## Things to do
**1)** In the New Year Intentions text, how many years has Michael Tubridy spent working to preserve the "old school" dancing tradition?
**2)** Reproduce a passage of the New Year Intentions text, starting at the words "New Year Intentions" and ending after the words "scholar and historian.".

New Year Intentions

Samhain is the beginning of the Celtic year. It is the celebration of October 31, Halloween, but it is also the month of November in Irish. In the spirit of the new year, I am setting intentions for myself. The first comes out of a conversation about Michael Tubridy at the Leitrim Dance Festival. The second is tied to my identity as scholar and historian.

For over 30 years, Tubridy has been working to preserve the dancing tradition of what he refers to as the “old school.”[1] The style of Irish dance in the 1920s and 1930s came out of the historical dancing master tradition, where people danced “close to the floor,” with an aim of “dancing on a plate.” Tubridy’s work is impressive – he even devised his own system of notation – but that is not the point. Every day, Tubridy runs through the entirety of the repertoire he has worked to preserve, in addition to the 10km walk he also takes. Assuming he only practices the published repertoire, that’s eighteen full dances. All together, that’s about an hour of dancing every day.

For the month of November, I have set a personal intention to dance through a portion of my known repertoire. Truthfully, I do not have the stamina required to dance all of the steps that I know in one run. I do have ambitions to build up to that so when I am in my eighties, I can follow Tubridy’s example.

My second intention is to expand my repertoire. This year I met some inspiring dance researchers. Their work taught me that a careers dancer, teacher, and historian is possible! This, however, is an area where I must be deliberate. While some of my dance colleagues continue to offer online classes, they are not as common as they were during the pandemic. It means I will have to move into research mode. This is a challenge that I particularly enjoy, but the difficulty is that it has to be more than collecting material; I have to make transcribing it from text and video into my own practice a priority. Ideally, I will add eighteen new dances to my repertoire by Samhain 2024, but learning twelve will satisfy me.

Lofty goals aside though, my challenge for November is to make dancing every day a priority. To expand and preserve what I have learned – both in my mind and my body – is part of it, but also to lean in to practice that allows me to delight in dance. I can’t be the only one who looks for the dopamine high offered by social media. It is better for my brain and body to find those feel-good hormones in movement.

I am working to be gentle with myself and building up slowly, but by the end of the month, my intention is to make my own dancing an easy part of my day.

I encourage you to join me in this – and if you need to learn the steps, the Studio is here for you!

[1] Michael Tubridy, A Selection of Irish Traditional Step Dances, 2nd Edition (Dublin: Brooks Academy, 2018), ix.

## Source material
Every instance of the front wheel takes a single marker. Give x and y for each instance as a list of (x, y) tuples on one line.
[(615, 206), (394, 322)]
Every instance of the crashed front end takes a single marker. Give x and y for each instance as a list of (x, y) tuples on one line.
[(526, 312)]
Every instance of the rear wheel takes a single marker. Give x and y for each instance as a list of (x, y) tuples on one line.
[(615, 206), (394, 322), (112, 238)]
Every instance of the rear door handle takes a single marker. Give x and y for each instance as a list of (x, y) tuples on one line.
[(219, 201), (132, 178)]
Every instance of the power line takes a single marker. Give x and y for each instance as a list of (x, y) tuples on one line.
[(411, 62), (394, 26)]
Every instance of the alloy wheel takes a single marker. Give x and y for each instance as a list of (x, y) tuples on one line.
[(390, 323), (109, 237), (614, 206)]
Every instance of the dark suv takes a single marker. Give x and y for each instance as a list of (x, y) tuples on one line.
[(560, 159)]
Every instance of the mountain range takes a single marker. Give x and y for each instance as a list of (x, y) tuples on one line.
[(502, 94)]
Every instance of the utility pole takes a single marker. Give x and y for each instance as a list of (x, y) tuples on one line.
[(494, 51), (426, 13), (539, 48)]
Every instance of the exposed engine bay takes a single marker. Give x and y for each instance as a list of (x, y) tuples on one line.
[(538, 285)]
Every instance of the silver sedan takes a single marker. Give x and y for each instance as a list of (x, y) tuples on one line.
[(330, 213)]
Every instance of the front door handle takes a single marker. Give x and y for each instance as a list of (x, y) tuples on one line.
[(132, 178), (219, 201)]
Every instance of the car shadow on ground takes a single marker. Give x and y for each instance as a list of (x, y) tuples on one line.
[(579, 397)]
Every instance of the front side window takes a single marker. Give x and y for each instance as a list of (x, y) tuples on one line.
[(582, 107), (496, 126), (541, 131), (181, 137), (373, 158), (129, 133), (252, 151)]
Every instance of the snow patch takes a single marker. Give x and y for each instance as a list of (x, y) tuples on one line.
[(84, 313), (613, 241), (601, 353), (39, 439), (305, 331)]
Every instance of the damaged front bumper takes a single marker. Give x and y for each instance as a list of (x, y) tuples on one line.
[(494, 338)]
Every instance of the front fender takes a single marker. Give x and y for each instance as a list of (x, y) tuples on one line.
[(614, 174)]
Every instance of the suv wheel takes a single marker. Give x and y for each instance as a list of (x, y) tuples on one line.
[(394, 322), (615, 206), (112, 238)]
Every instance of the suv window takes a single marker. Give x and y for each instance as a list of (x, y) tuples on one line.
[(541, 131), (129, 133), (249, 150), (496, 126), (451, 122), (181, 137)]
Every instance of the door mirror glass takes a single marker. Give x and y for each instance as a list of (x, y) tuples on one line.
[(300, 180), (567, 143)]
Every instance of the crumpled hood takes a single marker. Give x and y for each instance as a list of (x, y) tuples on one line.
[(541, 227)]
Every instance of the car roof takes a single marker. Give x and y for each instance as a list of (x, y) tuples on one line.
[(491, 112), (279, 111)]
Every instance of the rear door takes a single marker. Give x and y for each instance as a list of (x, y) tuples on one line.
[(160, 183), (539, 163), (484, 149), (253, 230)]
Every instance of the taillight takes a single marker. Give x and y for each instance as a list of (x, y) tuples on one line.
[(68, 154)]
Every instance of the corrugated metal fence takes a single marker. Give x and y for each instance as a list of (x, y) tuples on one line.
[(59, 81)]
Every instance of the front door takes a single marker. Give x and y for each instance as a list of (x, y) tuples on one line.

## Answer section
**1)** Over 30 years.

**2)**
New Year Intentions

Samhain is the beginning of the Celtic year. It is the celebration of October 31, Halloween, but it is also the month of November in Irish. In the spirit of the new year, I am setting intentions for myself. The first comes out of a conversation about Michael Tubridy at the Leitrim Dance Festival. The second is tied to my identity as scholar and historian.